▸ DO THIS: Reproduce every line of the records below without any changes, leaving out the pictures.

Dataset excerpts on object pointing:
==*==

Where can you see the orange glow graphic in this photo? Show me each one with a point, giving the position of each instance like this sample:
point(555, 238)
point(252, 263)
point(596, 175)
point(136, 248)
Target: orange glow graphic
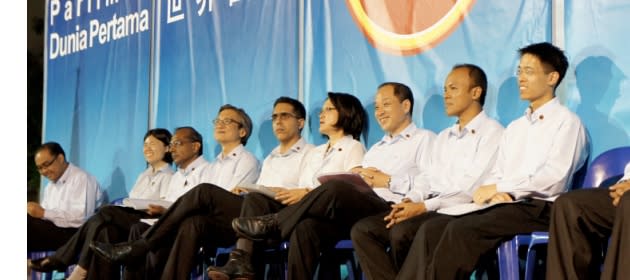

==*==

▸ FINISHED ANSWER:
Where can you see the orange glow graphic in this photo? Show me each one with a point, giving the position of each instance like this sample:
point(555, 238)
point(252, 263)
point(596, 175)
point(136, 248)
Target: orange glow graphic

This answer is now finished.